_WHAT YOU ARE ASKED TO DO_.
Only one stretch of the data below should be repeated: the lines from the line containing "Target: small figure in water" through the line containing "[locate] gray cloud", inclusive, exactly as they are.

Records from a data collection
========
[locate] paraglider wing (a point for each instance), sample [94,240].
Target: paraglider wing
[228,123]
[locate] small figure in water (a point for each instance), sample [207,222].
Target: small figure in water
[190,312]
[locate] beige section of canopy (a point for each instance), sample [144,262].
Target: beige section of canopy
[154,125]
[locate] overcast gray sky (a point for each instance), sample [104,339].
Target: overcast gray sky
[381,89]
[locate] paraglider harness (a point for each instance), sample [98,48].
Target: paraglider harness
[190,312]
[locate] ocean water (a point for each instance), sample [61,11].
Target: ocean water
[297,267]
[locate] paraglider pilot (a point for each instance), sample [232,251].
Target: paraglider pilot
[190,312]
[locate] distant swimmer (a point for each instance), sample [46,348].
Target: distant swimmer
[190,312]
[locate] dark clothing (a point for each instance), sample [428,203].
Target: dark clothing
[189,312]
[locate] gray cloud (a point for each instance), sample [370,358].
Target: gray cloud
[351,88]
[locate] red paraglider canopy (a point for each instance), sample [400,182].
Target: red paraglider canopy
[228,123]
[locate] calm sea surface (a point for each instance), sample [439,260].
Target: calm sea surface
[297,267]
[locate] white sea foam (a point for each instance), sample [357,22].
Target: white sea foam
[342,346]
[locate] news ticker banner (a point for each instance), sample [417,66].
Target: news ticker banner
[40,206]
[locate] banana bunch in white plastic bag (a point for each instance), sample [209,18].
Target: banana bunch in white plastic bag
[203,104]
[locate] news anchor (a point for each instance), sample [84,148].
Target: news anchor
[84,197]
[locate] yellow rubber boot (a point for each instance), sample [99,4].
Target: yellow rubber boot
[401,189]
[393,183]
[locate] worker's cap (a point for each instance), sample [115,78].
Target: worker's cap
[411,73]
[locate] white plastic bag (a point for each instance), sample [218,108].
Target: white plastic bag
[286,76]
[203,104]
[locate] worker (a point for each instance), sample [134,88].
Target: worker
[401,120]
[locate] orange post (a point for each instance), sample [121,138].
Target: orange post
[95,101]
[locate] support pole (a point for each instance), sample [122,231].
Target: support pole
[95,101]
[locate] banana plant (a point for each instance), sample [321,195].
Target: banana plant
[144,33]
========
_RESPONSE_.
Target: small figure in water
[190,312]
[locate] beige section of canopy (a point for each instance), sample [144,262].
Target: beige section of canopy
[154,125]
[locate] overcast gray sky (a point for each instance), sample [104,339].
Target: overcast gray sky
[381,89]
[locate] paraglider harness (a point for each instance), sample [98,48].
Target: paraglider harness
[190,312]
[locate] ocean water (a point for each instance), sample [61,11].
Target: ocean water
[297,267]
[locate] paraglider pilot (a point for each instance), sample [232,251].
Target: paraglider pilot
[190,312]
[locate] distant swimmer (a point for each instance), sample [46,348].
Target: distant swimmer
[190,312]
[locate] dark clothing (a point for each instance), sample [428,203].
Target: dark clothing
[189,312]
[locate] gray cloud (a point for each instance), sample [370,358].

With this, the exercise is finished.